— REQUIRED WORK —
A: Answer these from the passage on computer viruses:
(i) On what date did the ILOVEYOU virus appear?
(ii) Into which three categories can viruses be classified?
(iii) Who waited inside the wooden horse until night?
B: Write the next part of the passage on computer viruses, picking up after its final sentence.

The
Most Common Types of Virus
According to Webster's Collegiate Dictionary, a computer virus is "a computer program usually hidden within another seemingly innocuous program that produces copies of itself and inserts them into other programs or files "(Indiana University, IU). The most common types of virus nowadays are general viruses, e-mail viruses, trojan horses and worms. The computer viruses are called such as because they share some of the traits of biological viruses. Similar to the way a biological virus must hitch a ride on a cell, a computer virus must piggyback on top of some other program or document in order to launch.
E-mail viruses are probably the most familiar type of virus. They were created in order to change the computer environment of virus by creating the e-mail virus. For example, the ILOVEYOU virus, which appeared on May 4, 2000, infected over three hundred thousand computer systems in the U.S. alone (Kleinbard and Richtmyer). It contained a piece of code as an attachment. People who opened the attachment launched the code. It then sent copies of the ILOVEYOU virus to everyone in the victim’s address book and started corrupting files on the victim’s machine. It was potentially contagious. Some companies suffered with the virus so much that it brought some levels of business to a screeching halt. At Ford Motor Company, security officials kept the e-mail system offline for almost one day. In a similar way, the AT&T Corporation shut down its e-mail system.
General viruses are known as illegal programs that explore resources of systems. It is an executable code able to reproduce itself, they are essentially programming codes, and unlike other computer programs, they contains functions protecting them from being found and destroyed. Computer viruses replicate by attaching themselves to a program or a computer and using the host resources to copy itself to other programs or computers. Viruses can be classified in three categories. For instance: harmless, dangerous and very dangerous. People create computer viruses sometimes with the goal to have fun, or to steal data, it can also have the purpose of damaging specifically or many targets.
Trojan horses have a name based in Greek mythology. There is a story about the Trojan War. The Greeks brought the people of Troy a large wooden horse, which they accepted as a peace offering. Inside of the wooden horse, the Greek soldiers were waiting until the night. After people of the city had fallen asleep, Greek soldiers jumped out of the wooden horse, opened the gates to let their fellow soldiers in, and took over city. The moral of this story is mainly to beware of Trojan horses. In the computing world, Trojan horses are software programs that masquerade as regular programs, like a game, antivirus function or any other regular software. If you run a Trojan horse, it can do malicious things to your computer.

— RECORDS SUPPLIED —
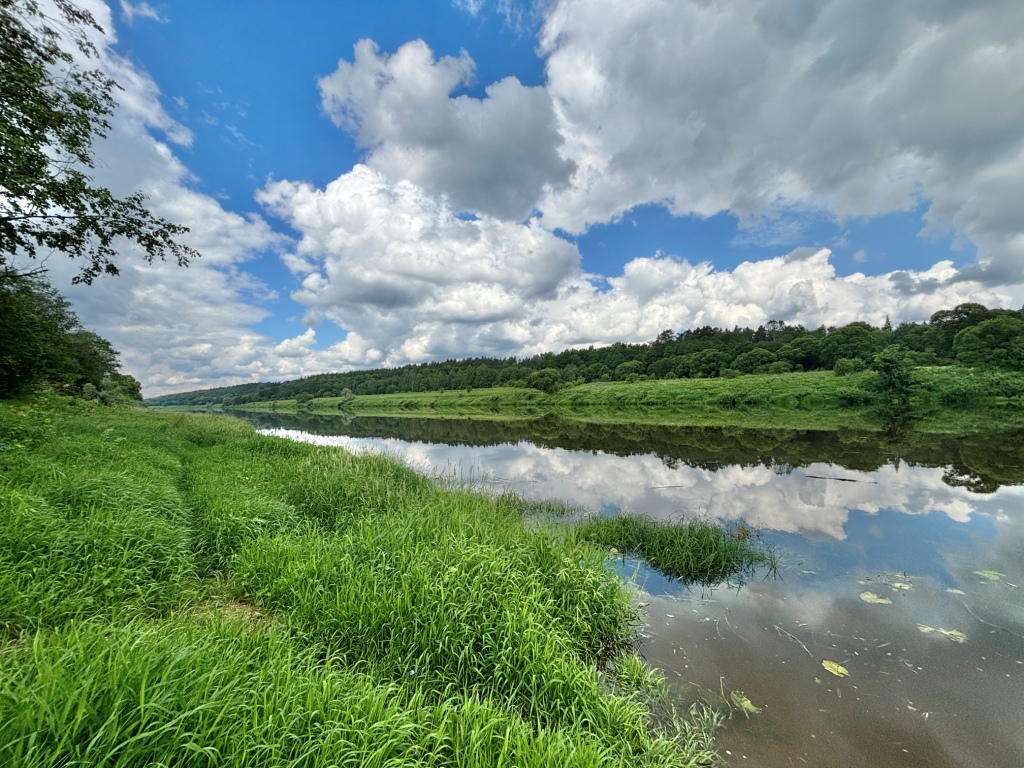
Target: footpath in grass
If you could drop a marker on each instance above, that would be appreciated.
(177, 590)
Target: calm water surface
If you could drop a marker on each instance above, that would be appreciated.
(931, 529)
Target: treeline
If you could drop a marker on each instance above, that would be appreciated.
(969, 334)
(42, 343)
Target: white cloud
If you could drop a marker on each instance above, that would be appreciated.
(411, 282)
(472, 7)
(495, 156)
(392, 264)
(753, 108)
(176, 329)
(141, 10)
(759, 110)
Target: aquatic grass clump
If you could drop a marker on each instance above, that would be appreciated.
(695, 551)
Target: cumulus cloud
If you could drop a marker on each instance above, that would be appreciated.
(758, 108)
(495, 155)
(394, 265)
(141, 10)
(176, 329)
(412, 282)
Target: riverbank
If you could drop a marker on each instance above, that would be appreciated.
(944, 399)
(176, 589)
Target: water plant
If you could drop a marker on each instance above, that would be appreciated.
(695, 550)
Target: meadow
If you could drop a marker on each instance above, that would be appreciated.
(949, 398)
(178, 590)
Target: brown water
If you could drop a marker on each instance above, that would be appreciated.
(931, 529)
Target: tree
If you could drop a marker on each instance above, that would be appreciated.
(547, 380)
(947, 323)
(35, 323)
(998, 341)
(51, 111)
(855, 340)
(42, 342)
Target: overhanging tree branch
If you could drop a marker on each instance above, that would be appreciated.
(51, 111)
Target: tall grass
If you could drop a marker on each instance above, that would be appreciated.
(176, 590)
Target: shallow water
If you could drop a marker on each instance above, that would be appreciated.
(932, 528)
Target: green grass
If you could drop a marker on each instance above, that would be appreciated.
(176, 590)
(951, 398)
(694, 551)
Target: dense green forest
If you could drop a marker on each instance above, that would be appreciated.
(969, 334)
(42, 343)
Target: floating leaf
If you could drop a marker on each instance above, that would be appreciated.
(870, 597)
(837, 669)
(740, 701)
(955, 635)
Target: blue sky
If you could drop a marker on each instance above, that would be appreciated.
(503, 177)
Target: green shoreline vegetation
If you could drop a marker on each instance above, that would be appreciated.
(176, 589)
(941, 399)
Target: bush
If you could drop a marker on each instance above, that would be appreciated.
(847, 366)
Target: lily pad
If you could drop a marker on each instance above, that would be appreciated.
(870, 597)
(740, 701)
(955, 635)
(837, 669)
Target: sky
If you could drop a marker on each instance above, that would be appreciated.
(410, 180)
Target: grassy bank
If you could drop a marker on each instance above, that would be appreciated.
(941, 399)
(177, 590)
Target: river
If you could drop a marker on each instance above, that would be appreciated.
(894, 633)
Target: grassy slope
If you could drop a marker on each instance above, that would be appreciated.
(177, 590)
(943, 398)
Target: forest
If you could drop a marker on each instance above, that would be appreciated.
(968, 335)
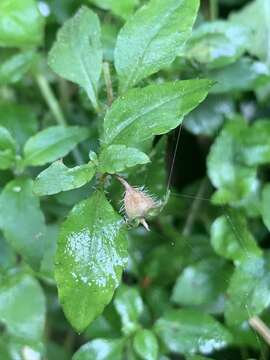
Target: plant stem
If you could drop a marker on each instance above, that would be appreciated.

— WRITTEN RESPONSES —
A:
(i) May 4, 2000
(ii) Harmless, dangerous and very dangerous
(iii) The Greek soldiers

B:
Worms are computer programs that can copy itself from machine to machine. Normally they move around and infect other machines through the computer networks. Using a network a worm can expand from one single copy very quickly. For example, the Code Red worm replicated itself more than 250,000 times in approximately nine hours on July 19, 2001 (Rhodes). The Code Red worm had three instructions to do on the machines: replicate itself for the first twenty days of each month, replace Web pages on infected servers with a page featuring the message “Hacked by Chinese” and launch a concerted attack on the White House Web site in an attempt to overwhelm it (eEyeDigitalSecurity). After the successful infection, the Code Red wait for the appointed hour and connect to the www.whitehouse.gov domain. This attack consist of the infected systems simultaneously sending one hundred connections to port eighty of www.whitehouse.gov (198.137.240.91). As a solution the U.S. government changed the IP address of www.whitehouse.gov to prevent this particular threat from the worm.
Viruses are still in most cases a Windows problem, the other operational computer systems viruses represent a small part of the computer viruses available. If you are really worried about general viruses, you should be running a more secure operating system like Linux. You should never double-click on an e-mail attachment with an executable program. A file with an extension like EXE, COM or VBS is executable, and once you run it you have given it permission to do any command at your machine. The only solution against this problem is never run executables that arrive via e-mail. Always make sure to run an Anti-virus software such as Kaspersky, Norton or Avast. You can rely on Sandboxie software that is designed to run any program or web page without contact risks, because the Sandboxie does not allow any task inside it to harm the real system or data inside it. You must always remember to backup your important data in external drives, pen drives and memory cards or in cloud servers.
In conclusion, computer viruses can cause massive damage to computers in general. The best way to prevent viruses is to make sure to backup all your data and use anti-virus available and be aware when you are checking your e-mail or running strange programs.